── MATERIAL SHOWN
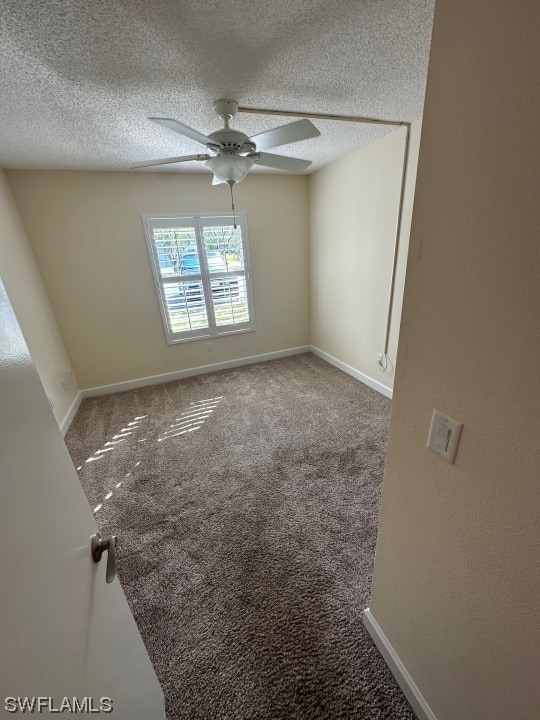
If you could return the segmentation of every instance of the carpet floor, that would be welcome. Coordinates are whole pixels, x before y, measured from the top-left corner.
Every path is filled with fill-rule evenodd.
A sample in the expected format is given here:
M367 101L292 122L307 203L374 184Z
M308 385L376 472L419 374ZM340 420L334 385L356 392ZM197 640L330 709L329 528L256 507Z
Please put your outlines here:
M361 617L389 413L309 353L83 402L66 443L169 720L414 720Z

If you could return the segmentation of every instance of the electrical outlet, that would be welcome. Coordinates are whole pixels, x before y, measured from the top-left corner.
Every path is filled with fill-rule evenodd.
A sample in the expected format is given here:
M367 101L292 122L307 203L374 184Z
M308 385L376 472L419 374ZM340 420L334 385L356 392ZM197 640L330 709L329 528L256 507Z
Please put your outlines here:
M60 386L64 392L69 390L71 382L73 380L73 370L66 370L60 377Z

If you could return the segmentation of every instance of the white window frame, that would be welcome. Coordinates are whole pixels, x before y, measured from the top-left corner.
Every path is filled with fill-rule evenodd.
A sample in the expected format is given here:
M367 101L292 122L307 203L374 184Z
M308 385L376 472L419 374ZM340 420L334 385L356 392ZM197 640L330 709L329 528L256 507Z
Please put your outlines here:
M247 235L247 218L245 213L236 213L236 224L240 226L242 234L242 253L244 259L244 269L232 271L223 274L211 273L208 270L208 262L203 244L203 227L209 225L232 225L234 217L227 213L205 213L204 215L186 215L186 214L161 214L161 215L141 215L146 236L146 245L152 267L152 275L156 287L161 318L163 320L163 328L165 330L165 338L168 345L176 345L177 343L190 342L192 340L202 340L205 338L221 337L222 335L237 335L244 332L253 332L255 328L255 306L253 302L253 287L251 284L251 262L249 257L249 241ZM159 258L156 244L154 242L154 229L170 228L171 221L179 227L194 227L197 240L197 252L199 255L200 274L190 275L189 280L200 282L203 286L204 298L206 303L206 314L208 318L207 328L196 328L194 330L182 330L174 332L171 327L169 313L167 312L167 303L165 300L165 285L185 281L185 275L168 275L163 277L159 269ZM214 303L210 280L217 280L220 277L245 277L246 293L249 320L245 323L237 323L236 325L216 325L214 316Z

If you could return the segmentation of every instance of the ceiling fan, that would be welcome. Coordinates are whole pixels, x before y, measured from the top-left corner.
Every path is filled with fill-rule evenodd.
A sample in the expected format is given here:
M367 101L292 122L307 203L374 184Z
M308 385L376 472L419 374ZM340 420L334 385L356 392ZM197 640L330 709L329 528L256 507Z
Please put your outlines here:
M188 162L190 160L206 161L206 167L214 174L212 184L227 183L232 188L235 183L239 183L245 178L248 170L255 163L289 172L302 172L311 165L310 160L299 160L285 155L262 152L279 145L288 145L299 140L308 140L319 136L321 133L310 120L296 120L287 125L248 137L239 130L232 130L229 127L230 120L238 112L236 100L216 100L213 108L216 115L223 120L225 127L223 130L216 130L216 132L210 133L208 136L172 118L148 118L162 127L174 130L174 132L191 138L191 140L206 145L208 153L164 158L163 160L148 160L135 163L131 167L136 169Z

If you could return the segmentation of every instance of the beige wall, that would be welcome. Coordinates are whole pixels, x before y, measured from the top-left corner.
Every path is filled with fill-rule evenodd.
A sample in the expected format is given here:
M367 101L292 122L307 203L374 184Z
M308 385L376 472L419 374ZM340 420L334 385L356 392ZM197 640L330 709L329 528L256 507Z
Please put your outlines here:
M438 720L540 717L539 31L437 0L371 610Z
M384 352L405 129L310 176L311 342L391 388L407 262L420 121L413 123L387 373Z
M141 213L230 211L204 174L10 171L14 196L83 388L309 343L305 177L251 175L247 213L257 330L167 345Z
M0 170L0 276L60 423L78 388L68 374L71 364L3 170Z

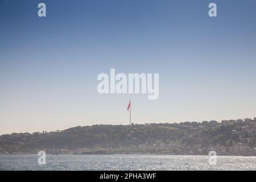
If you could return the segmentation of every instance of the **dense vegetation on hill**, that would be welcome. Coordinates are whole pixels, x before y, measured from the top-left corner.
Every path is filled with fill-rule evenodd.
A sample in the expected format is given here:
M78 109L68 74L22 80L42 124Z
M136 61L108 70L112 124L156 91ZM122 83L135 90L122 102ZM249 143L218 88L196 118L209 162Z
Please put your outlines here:
M222 125L216 121L128 126L101 125L48 133L13 133L0 136L0 152L75 151L79 148L101 147L119 148L123 152L126 148L126 152L169 151L188 154L203 152L202 148L216 145L231 147L238 142L253 148L255 137L242 131L243 126L243 122Z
────
EXERCISE DIRECTIONS ▸ Arrange every line of the records above as a Markdown table with the columns Row and Record line, numbering the rows and skipping blank lines. Leave the pictures out of the table.

ANSWER TO THIS TASK ▸
| Row | Record line |
|---|---|
| 1 | If you could return the segmentation of every instance of the carpet floor, that would be welcome. Coordinates are whole pixels, x before y, measured from the top-left corner. |
| 2 | Every path is filled with fill-rule evenodd. |
| 3 | A sample in the expected format is given here: |
| 4 | M367 101L292 122L307 203L374 184Z |
| 5 | M308 385L376 472L419 374ZM340 420L334 385L356 392ZM197 640L330 709L329 528L256 507Z |
| 6 | Please put your outlines here: |
| 7 | M361 617L389 413L309 353L83 402L66 443L169 720L414 720Z |
| 8 | If you could return the segmentation of every instance of the electrical outlet, that would be welcome. Coordinates are whole pixels, x before y, measured from the top-left corner. |
| 9 | Every path is filled with fill-rule evenodd. |
| 10 | A sample in the expected format is given here: |
| 11 | M367 101L292 122L307 203L374 184Z |
| 12 | M308 385L376 472L419 374ZM340 420L334 385L356 392ZM197 640L330 709L329 528L256 507Z |
| 13 | Please put your outlines here: |
| 14 | M60 386L64 392L69 390L71 382L73 380L73 370L66 370L60 377Z |
| 15 | If you could return the segmentation of every instance of the white window frame, that would be welcome. Coordinates are whole pixels, x before y, measured from the top-left corner. |
| 16 | Every path is filled with fill-rule evenodd. |
| 17 | A sample in the expected format is given here: |
| 18 | M367 101L292 122L307 203L374 184Z |
| 19 | M308 385L376 472L419 374ZM340 420L334 385L356 392ZM197 640L330 709L329 528L256 507Z |
| 20 | Please put your outlines here: |
| 21 | M247 235L247 218L245 213L236 213L236 224L240 226L242 234L242 253L244 259L244 269L232 271L223 274L211 273L208 270L208 262L203 244L203 227L209 225L232 225L234 217L227 213L205 213L204 215L186 215L186 214L161 214L161 215L141 215L146 236L146 245L152 267L152 275L156 287L161 318L163 320L163 328L165 330L165 338L168 345L176 345L177 343L190 342L192 340L202 340L205 338L221 337L222 335L237 335L244 332L253 332L255 328L255 306L253 302L253 287L251 284L251 262L249 257L249 241ZM159 258L156 244L154 242L154 229L170 228L171 221L179 227L194 227L197 240L197 252L199 255L200 274L190 275L189 280L200 282L203 286L204 298L206 303L206 314L208 318L207 328L196 328L194 330L182 330L174 332L171 327L169 313L167 312L167 303L165 300L165 285L185 281L185 275L168 275L163 277L159 269ZM214 303L210 280L217 280L220 277L245 277L246 293L249 320L245 323L237 323L236 325L216 325L214 316Z |
| 22 | If you could return the segmentation of every instance of the ceiling fan, that would be welcome. Coordinates are whole pixels, x before y, measured from the top-left corner. |
| 23 | Every path is filled with fill-rule evenodd. |
| 24 | A sample in the expected format is given here: |
| 25 | M367 101L292 122L307 203L374 184Z |
| 26 | M308 385L376 472L419 374ZM340 420L334 385L356 392ZM197 640L330 709L329 528L256 507Z |
| 27 | Please put your outlines here: |
| 28 | M188 162L190 160L206 161L206 167L214 174L212 184L227 183L232 188L235 183L239 183L245 178L248 170L255 163L289 172L302 172L311 165L310 160L299 160L285 155L262 152L279 145L288 145L299 140L308 140L319 136L321 133L310 120L296 120L287 125L248 137L239 130L232 130L229 127L230 120L238 112L236 100L216 100L213 108L216 115L223 120L225 127L223 130L216 130L216 132L210 133L208 136L172 118L148 118L162 127L174 130L174 132L191 138L191 140L206 145L208 153L164 158L163 160L148 160L135 163L131 167L136 169Z |
| 29 | If you could return the segmentation of every instance of the beige wall, that would be welcome. Coordinates are whole pixels, x before y, measured from the top-left corner. |
| 30 | Every path is filled with fill-rule evenodd. |
| 31 | A sample in the expected format is given here: |
| 32 | M367 101L292 122L307 203L374 184Z |
| 33 | M308 385L376 472L419 374ZM340 420L334 385L356 392ZM197 640L330 709L329 528L256 507Z |
| 34 | Please put your outlines here: |
| 35 | M438 720L540 717L539 31L437 0L371 610Z |
| 36 | M384 352L405 129L310 176L311 342L391 388L407 262L420 121L413 123L387 373Z |
| 37 | M141 213L230 211L204 174L10 171L14 196L83 388L309 343L305 177L251 175L247 213L257 330L167 345Z |
| 38 | M0 170L0 276L60 423L78 388L68 374L71 364L3 170Z |
| 39 | If you could return the segmentation of every instance of the **dense vegetation on hill**, that would be welcome. Coordinates are whole pixels, x before y, measured from the top-left corner. |
| 40 | Every path is filled with fill-rule evenodd. |
| 41 | A sample in the expected format is given here: |
| 42 | M78 109L68 74L22 80L42 124Z |
| 43 | M136 61L108 70L112 124L156 91ZM122 83L135 90L122 102ZM249 143L218 88L196 118L209 162Z |
| 44 | Please put your outlines here: |
| 45 | M222 125L216 121L128 126L101 125L48 133L13 133L0 136L0 152L75 151L79 148L101 147L119 148L123 152L126 148L126 152L169 151L188 154L203 152L202 148L216 145L231 147L238 142L253 148L255 137L242 131L243 126L243 122Z |